## Your task
Please copy out the records below word for word, from the first one through the last.
------ Record extracts
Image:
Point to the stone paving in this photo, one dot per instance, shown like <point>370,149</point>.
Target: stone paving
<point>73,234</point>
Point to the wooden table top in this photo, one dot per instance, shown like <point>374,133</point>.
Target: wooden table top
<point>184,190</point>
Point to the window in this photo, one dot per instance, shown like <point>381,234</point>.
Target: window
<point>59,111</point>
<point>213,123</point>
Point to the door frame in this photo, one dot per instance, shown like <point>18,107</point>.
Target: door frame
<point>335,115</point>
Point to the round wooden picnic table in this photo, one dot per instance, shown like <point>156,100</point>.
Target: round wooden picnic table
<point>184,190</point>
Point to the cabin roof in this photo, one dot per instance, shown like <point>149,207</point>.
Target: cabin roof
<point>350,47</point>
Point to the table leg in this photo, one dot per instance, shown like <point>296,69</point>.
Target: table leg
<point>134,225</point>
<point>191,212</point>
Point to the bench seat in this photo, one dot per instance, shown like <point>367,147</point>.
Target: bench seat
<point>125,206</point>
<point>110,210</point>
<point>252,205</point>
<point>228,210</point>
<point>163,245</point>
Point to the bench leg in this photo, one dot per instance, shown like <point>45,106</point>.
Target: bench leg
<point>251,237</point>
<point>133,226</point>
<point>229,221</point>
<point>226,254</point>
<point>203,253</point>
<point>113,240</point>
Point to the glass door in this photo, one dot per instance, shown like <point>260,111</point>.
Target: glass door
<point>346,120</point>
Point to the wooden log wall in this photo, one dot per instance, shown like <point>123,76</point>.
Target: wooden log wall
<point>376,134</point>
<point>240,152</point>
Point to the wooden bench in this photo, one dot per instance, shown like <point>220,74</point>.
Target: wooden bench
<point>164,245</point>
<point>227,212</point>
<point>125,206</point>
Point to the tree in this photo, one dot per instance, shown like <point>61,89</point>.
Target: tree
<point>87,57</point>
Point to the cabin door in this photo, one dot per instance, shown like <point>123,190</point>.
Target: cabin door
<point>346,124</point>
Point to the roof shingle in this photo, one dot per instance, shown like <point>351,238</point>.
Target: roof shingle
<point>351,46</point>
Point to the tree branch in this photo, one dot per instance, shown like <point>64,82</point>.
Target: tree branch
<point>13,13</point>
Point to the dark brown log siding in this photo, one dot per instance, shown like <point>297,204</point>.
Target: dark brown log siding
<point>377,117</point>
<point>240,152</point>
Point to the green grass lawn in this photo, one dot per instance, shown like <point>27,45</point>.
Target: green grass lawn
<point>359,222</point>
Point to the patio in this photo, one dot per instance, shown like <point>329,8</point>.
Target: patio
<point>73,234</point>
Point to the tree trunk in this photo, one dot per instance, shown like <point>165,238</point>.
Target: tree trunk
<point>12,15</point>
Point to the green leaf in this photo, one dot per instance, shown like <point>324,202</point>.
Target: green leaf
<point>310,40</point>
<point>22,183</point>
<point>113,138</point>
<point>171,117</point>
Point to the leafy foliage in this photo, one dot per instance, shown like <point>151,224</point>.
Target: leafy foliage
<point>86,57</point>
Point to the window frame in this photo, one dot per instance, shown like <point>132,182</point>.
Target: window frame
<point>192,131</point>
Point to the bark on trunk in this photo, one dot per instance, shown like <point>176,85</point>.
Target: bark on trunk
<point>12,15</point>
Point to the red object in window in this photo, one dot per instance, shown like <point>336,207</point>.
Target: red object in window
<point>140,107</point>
------------
## Result of this task
Image:
Point to the stone paving in this photo, one dot per instance, shown like <point>370,149</point>.
Target: stone paving
<point>73,234</point>
Point to the wooden table top in this photo, one dot per instance, shown like <point>374,133</point>.
Target: wooden table top
<point>184,190</point>
Point to the window in this photo, one dot per instance, shown like <point>381,234</point>.
Target: window
<point>59,111</point>
<point>213,123</point>
Point to the door frame in this photo, one dot per instance, shown like <point>18,107</point>.
Target: door frame
<point>335,115</point>
Point to the round wooden picnic table in this photo, one dot per instance, shown like <point>156,100</point>.
Target: round wooden picnic table
<point>184,190</point>
Point to the cabin roof in this photo, one dot per instance, shown like <point>149,207</point>.
Target: cabin roof
<point>350,47</point>
Point to the table leg in this photo, one dot per instance, shown like <point>296,69</point>.
Target: table leg
<point>134,225</point>
<point>191,212</point>
Point to the bench seat in this photo, one dot per instance, shown like <point>367,147</point>.
Target: bench seat
<point>125,206</point>
<point>110,210</point>
<point>252,205</point>
<point>228,210</point>
<point>163,245</point>
Point to the bench leg in this photo, one dot per instance, shown like <point>45,106</point>.
Target: bench leg
<point>251,237</point>
<point>133,226</point>
<point>229,221</point>
<point>226,254</point>
<point>203,253</point>
<point>113,240</point>
Point to the glass door in this photo, one dot per instance, shown like <point>260,111</point>.
Target: glass door
<point>346,120</point>
Point to the wooden log wall in this photo, one dot per instance, shown like <point>123,76</point>.
Target: wooden log wall
<point>376,134</point>
<point>240,152</point>
Point to the wooden bench in this photo, one dot per instance, shown like <point>220,74</point>.
Target: wooden bench
<point>164,245</point>
<point>227,212</point>
<point>125,206</point>
Point to the tree in this photo, one dot per instance, shown like <point>61,89</point>.
Target: tree
<point>87,57</point>
Point to the cabin door in this photo, one dot per instance, shown like <point>123,190</point>.
Target: cabin door
<point>346,124</point>
Point to the roof shingle in this photo, one dot per instance, shown like <point>351,238</point>.
Target: roof shingle
<point>351,46</point>
Point to the tree branch in this photo, one dot per instance, shown like <point>64,82</point>.
Target: tree branch
<point>13,13</point>
Point to the dark brown log siding in this photo, one dot per instance, shown like <point>297,204</point>.
Target: dark brown log siding
<point>377,117</point>
<point>240,152</point>
Point to the green grass lawn in this photo, one dot per instance, shown like <point>27,45</point>.
Target: green grass lawn
<point>359,222</point>
Point to the patio in this photo, one dot per instance, shown like <point>329,8</point>.
Target: patio
<point>73,234</point>
Point to the tree trunk in this photo, one dot per instance, shown like <point>165,238</point>.
Target: tree trunk
<point>12,15</point>
Point to the green leaf in this photo, one dot per instance, shown like <point>324,202</point>.
Target: green leaf
<point>310,40</point>
<point>22,183</point>
<point>113,138</point>
<point>171,117</point>
Point to the leafy foliage in this photo, one dot per instance, shown like <point>151,224</point>.
Target: leafy foliage
<point>86,57</point>
Point to the window frame in this photo, one dot per instance, shown like <point>132,182</point>.
Target: window frame
<point>192,131</point>
Point to the bark on trunk in this photo, one dot per instance, shown like <point>176,85</point>.
Target: bark on trunk
<point>12,15</point>
Point to the red object in window in this photo, one dot per instance, shown like <point>336,207</point>.
Target: red object in window
<point>140,107</point>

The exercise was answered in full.